Text segment Block Start

A Strange Land, Now Familiar
The following essay is from the NPR My Cancer weekly podcast:
Ten months ago, when I was diagnosed with this latest round of cancer, the disease took over my life. It consumed everything. Whatever I did, thought, planned, hoped for, feared — everything passed through the prism of cancer.
I told myself at the time, and I told others as well, that I wasn't my disease. But I don't think that was really true. I think to most people in my life, I stopped being me. I became a cancer patient. That scared them. Heck, it scared me.
And everything really did change. I had to find a way to work around the chemo schedule, find a way to still be productive — even on the worst days. My body changed. Terms like "CEA," "CT scan" and "MRI" were new additions to my vocabulary. I became a stranger in a strange land.
A lot has happened in these last ten months. But maybe the biggest change is that the novelty — I really mean the total disruption of my life — has mostly worn off.
My medical treatment has become a routine. Chemo on Monday, blood work the following Monday, scans at regular intervals. I take the pills about the same time every day. It's part of my morning, just like shaving or brushing my teeth, and part of my evening, too. I know how to schedule things in three-week cycles to match the chemo. That first week, I'm not worth very much. Second week, better, I can do just about everything. The third week, my week off? Life's almost back to normal. That's when I try to do more social things, see friends, live my old life.

Text segment Block End
Data under study Block Start

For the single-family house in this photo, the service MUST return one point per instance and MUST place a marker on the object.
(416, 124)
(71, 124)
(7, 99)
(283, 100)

Data under study Block End

What you need to do |
1/ Write out the passage of the cancer essay between "A lot has happened" and "my old life.", inclusive.
2/ Continue the cancer essay from where it stops.

Answers to each task |
1/
A lot has happened in these last ten months. But maybe the biggest change is that the novelty — I really mean the total disruption of my life — has mostly worn off.
My medical treatment has become a routine. Chemo on Monday, blood work the following Monday, scans at regular intervals. I take the pills about the same time every day. It's part of my morning, just like shaving or brushing my teeth, and part of my evening, too. I know how to schedule things in three-week cycles to match the chemo. That first week, I'm not worth very much. Second week, better, I can do just about everything. The third week, my week off? Life's almost back to normal. That's when I try to do more social things, see friends, live my old life.

2/
The fears are not as powerful as they used to be. For almost a year, I've been having conversations about my death, and when and how it might come. The more you talk about anything, the more it loses its power to frighten or depress you — even death. I know much more about the disease now, so a lot of the mystery about what's actually happening inside me is gone, too.
One person wrote in to the My Cancer blog saying that cancer makes us lose our vanity. I think that's certainly true. One of my doctors said having cancer means more people will want to talk to you about things you don't want to talk about. He was absolutely right. But I'm well past any squeamishness like that now. You want to talk about the disease — mine or anyone else's? No problem.
Now, this doesn't mean everything's just fine. It isn't. But it's funny what we can get used to. Ten months ago, when the words "brain tumor" and "lung tumors" were still echoing in my head, the doctors said a cure was unlikely. But their goal was to enable me to live with my cancer as long as possible. And that's what's happened. I have learned to live with my cancer. I guess I'm no longer a stranger in this strange land of cancer. Now it's my home.